= Beginning of Section =

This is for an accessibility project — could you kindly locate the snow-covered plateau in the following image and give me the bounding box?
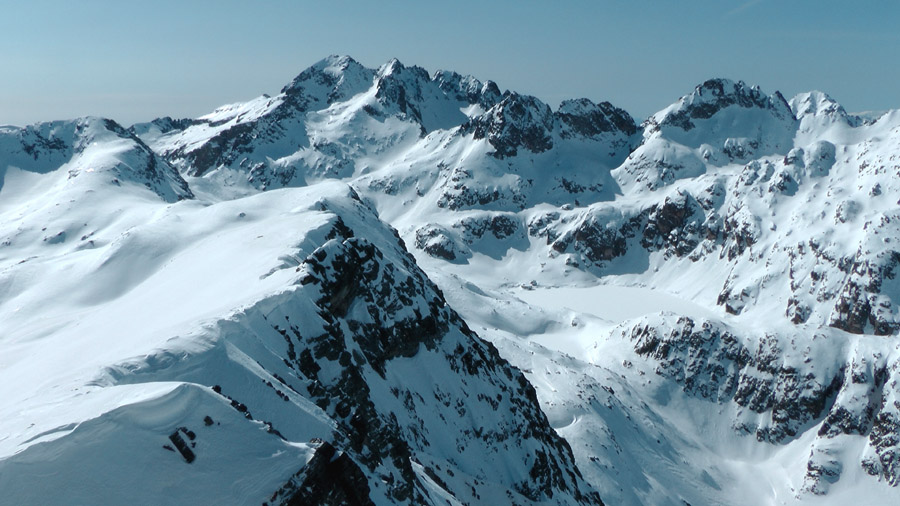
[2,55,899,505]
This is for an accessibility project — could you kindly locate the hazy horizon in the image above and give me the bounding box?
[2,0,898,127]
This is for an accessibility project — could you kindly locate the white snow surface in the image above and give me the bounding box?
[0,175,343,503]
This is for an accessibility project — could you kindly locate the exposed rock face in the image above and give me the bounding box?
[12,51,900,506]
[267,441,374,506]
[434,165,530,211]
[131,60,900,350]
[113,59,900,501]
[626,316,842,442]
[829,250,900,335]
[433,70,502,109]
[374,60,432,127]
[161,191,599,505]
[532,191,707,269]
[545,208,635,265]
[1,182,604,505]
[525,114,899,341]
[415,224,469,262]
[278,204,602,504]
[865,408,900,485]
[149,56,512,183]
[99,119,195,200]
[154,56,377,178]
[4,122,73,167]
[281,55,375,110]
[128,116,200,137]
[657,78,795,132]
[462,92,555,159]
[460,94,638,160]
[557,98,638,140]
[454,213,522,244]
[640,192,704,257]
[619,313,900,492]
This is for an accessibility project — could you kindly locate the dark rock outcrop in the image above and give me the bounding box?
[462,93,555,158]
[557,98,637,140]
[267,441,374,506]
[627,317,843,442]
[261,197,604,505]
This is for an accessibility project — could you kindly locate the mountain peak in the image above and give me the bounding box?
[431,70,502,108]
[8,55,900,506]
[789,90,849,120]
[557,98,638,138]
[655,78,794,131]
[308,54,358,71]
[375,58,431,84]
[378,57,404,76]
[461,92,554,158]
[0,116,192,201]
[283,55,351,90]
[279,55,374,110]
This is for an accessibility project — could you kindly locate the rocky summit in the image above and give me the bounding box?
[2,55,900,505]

= End of Section =
= Beginning of Section =

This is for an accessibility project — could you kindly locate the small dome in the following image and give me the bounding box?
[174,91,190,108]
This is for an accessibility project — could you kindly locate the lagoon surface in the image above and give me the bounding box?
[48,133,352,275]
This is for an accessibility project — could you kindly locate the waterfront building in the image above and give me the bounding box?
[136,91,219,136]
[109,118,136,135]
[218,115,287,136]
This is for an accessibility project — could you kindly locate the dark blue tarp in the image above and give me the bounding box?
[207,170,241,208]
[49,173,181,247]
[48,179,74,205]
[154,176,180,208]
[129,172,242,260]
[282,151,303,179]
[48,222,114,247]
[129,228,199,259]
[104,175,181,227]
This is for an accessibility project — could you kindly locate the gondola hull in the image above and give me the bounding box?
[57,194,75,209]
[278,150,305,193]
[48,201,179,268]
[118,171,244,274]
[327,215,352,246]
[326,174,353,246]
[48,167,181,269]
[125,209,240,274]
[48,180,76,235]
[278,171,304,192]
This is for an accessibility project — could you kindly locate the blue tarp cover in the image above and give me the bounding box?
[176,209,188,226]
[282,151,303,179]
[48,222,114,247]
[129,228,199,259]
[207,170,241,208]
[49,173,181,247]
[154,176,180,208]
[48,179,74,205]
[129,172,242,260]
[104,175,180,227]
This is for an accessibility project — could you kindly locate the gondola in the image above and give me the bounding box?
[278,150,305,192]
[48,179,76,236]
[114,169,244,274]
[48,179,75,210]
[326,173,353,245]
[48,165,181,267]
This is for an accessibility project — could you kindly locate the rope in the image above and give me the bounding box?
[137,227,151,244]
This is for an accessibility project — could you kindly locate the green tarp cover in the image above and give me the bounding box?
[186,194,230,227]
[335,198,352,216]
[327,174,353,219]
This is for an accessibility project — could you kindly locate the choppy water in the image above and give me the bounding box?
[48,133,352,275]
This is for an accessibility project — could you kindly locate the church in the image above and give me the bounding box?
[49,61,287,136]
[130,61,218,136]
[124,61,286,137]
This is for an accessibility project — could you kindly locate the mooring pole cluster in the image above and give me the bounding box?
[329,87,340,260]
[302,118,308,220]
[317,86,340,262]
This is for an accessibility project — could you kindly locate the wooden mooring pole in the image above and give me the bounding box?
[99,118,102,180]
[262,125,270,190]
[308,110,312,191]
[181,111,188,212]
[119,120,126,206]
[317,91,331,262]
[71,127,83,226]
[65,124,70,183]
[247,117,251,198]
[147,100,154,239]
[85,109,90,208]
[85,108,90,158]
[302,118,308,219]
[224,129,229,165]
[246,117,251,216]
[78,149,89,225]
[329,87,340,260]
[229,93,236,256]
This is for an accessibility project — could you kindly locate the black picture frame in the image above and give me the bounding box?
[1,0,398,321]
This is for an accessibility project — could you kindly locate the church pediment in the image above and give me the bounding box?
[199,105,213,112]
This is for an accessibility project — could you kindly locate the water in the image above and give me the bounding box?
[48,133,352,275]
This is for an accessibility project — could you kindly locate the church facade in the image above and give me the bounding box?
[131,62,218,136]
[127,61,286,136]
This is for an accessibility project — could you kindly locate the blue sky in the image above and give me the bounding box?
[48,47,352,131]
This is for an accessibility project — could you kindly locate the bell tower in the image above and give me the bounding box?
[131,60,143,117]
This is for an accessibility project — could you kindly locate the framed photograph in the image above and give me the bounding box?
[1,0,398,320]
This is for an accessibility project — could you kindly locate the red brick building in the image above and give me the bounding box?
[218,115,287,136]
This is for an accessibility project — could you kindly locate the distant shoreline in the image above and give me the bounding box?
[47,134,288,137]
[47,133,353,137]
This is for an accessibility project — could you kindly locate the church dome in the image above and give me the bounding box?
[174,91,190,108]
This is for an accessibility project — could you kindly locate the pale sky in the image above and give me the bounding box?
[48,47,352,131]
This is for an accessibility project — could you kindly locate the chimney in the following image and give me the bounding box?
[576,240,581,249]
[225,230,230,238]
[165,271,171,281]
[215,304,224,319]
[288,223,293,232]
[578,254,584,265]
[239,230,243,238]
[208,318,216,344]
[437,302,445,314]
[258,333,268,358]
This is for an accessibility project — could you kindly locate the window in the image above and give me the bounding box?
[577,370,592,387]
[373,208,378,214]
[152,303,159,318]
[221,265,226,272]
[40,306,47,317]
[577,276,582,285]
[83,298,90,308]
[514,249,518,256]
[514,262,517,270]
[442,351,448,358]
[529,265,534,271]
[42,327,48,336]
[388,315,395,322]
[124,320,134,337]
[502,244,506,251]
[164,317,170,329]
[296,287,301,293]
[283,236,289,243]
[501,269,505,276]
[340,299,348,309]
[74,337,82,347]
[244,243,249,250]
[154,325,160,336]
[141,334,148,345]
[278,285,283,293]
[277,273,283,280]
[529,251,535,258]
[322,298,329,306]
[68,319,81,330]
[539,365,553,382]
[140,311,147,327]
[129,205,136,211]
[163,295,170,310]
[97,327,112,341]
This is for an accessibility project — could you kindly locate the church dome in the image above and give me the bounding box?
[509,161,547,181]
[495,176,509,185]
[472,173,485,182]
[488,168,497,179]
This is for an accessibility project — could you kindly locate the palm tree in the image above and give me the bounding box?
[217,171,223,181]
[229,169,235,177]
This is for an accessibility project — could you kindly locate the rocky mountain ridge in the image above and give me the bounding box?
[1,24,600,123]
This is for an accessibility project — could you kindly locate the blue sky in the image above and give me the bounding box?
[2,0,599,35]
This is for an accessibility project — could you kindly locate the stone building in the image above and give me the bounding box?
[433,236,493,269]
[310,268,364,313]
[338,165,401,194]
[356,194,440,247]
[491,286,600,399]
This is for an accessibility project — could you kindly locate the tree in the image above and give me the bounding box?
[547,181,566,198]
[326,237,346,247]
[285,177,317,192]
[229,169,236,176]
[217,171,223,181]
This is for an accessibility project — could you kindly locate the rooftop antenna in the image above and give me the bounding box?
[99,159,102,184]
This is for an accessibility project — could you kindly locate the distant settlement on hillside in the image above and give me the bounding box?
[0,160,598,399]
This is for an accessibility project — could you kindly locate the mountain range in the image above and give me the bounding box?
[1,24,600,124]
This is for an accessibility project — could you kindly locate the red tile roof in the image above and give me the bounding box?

= End of Section =
= Beginning of Section =

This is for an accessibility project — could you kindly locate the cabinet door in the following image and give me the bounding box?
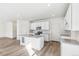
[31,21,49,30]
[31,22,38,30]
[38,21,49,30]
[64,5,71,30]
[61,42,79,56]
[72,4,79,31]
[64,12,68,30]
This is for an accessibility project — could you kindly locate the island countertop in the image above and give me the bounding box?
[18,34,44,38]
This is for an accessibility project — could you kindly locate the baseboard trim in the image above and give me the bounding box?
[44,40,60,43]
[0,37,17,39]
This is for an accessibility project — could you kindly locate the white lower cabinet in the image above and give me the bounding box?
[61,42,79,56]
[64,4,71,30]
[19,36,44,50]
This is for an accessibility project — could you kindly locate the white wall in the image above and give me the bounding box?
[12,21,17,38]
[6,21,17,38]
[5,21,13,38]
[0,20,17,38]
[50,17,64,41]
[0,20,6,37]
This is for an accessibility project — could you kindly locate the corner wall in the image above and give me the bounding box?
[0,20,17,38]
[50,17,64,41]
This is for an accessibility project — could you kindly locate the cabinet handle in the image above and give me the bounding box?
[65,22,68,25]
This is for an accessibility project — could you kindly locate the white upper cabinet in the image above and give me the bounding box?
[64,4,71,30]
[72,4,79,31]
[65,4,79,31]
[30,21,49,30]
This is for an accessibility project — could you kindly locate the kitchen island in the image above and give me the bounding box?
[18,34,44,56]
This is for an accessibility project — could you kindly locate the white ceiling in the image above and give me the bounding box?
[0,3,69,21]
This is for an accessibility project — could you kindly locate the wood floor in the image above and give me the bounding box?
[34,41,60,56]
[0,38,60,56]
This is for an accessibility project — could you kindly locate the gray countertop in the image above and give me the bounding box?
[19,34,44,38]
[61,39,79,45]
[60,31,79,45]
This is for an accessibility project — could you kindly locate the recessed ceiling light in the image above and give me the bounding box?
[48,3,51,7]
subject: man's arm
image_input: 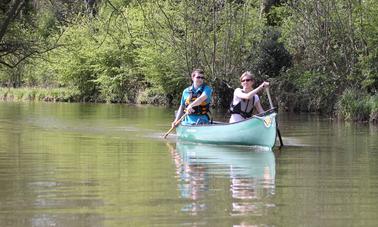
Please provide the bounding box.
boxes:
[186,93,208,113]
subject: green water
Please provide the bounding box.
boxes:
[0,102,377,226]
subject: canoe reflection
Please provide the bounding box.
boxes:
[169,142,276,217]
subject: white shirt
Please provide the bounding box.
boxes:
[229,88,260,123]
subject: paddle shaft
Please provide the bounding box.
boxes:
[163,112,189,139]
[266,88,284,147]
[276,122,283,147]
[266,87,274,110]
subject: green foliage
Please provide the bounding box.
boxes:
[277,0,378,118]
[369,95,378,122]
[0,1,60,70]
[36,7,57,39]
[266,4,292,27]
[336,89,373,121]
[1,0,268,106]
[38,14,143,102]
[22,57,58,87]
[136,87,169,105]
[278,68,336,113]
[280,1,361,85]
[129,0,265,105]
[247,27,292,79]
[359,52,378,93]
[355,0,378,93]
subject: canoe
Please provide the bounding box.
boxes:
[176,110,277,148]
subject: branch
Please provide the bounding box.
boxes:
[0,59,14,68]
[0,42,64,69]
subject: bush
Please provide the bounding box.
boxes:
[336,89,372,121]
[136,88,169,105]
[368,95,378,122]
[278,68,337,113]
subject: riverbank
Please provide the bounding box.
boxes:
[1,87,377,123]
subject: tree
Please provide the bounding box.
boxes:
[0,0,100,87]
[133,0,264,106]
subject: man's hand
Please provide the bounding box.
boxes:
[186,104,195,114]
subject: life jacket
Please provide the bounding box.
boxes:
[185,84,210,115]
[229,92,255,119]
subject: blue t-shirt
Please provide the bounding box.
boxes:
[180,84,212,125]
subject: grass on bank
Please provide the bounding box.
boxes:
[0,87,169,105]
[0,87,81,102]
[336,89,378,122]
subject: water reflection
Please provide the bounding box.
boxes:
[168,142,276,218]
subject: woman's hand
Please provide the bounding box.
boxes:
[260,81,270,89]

= End of Section =

| What to work on |
Within the listing above, filter for lines holding the string "shirt" and copy each one.

| Final answer |
subject: white shirt
subject: blue t-shirt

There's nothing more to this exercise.